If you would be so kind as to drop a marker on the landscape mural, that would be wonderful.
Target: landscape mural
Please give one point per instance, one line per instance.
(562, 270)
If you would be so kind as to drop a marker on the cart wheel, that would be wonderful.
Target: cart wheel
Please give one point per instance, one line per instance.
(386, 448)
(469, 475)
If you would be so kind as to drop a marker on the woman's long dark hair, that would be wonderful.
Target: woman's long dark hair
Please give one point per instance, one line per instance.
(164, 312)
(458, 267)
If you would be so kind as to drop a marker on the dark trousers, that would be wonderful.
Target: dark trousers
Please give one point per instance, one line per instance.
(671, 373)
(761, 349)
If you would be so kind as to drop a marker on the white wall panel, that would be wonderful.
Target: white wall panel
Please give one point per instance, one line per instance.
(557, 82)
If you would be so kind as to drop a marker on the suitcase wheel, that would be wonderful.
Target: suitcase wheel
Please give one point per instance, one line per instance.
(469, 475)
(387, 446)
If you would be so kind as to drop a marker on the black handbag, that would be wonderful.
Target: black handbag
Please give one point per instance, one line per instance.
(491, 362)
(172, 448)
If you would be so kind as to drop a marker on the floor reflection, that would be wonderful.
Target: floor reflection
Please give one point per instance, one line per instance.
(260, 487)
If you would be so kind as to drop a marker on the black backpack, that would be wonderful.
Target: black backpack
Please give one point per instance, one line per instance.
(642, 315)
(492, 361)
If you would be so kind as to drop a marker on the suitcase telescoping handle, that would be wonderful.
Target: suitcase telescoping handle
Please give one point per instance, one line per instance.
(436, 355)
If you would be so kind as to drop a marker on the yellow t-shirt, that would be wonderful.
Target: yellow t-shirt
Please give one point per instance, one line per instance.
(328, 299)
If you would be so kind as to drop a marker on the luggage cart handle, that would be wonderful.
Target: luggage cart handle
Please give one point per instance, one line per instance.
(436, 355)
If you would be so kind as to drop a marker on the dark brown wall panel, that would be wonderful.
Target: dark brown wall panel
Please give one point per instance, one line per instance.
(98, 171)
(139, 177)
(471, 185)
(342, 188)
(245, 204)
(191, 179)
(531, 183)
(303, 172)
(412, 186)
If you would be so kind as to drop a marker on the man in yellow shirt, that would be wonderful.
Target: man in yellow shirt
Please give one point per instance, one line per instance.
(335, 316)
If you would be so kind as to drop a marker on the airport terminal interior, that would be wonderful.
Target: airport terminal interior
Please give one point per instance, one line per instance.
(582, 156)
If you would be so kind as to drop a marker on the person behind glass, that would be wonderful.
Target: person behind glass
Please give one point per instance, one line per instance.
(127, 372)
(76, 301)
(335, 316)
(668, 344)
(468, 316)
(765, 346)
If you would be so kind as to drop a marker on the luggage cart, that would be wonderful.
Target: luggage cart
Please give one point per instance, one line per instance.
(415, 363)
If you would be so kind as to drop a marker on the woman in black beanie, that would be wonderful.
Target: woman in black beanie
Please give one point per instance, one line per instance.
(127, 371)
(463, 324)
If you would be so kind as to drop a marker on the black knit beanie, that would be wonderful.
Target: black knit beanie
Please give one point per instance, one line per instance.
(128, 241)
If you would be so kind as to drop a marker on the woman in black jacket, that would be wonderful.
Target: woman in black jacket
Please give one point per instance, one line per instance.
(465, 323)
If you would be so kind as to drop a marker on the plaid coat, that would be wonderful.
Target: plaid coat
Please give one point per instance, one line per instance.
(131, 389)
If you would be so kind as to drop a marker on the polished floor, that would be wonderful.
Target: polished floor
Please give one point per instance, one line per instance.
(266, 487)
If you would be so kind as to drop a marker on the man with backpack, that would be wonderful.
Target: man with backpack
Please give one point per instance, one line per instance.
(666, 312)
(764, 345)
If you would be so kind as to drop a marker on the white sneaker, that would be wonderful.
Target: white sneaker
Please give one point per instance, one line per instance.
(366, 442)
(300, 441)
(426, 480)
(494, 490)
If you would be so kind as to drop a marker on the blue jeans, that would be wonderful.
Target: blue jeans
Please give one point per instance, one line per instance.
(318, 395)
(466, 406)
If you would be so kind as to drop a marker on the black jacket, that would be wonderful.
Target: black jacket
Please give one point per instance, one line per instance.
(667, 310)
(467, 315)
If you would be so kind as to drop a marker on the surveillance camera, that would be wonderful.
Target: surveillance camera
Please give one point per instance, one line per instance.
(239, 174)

--- --- ---

Using the listing above, show every line that includes the string "mural".

Response —
If you would be so kind as to drop a marker on the landscape mural, that would be wonderful.
Target: landscape mural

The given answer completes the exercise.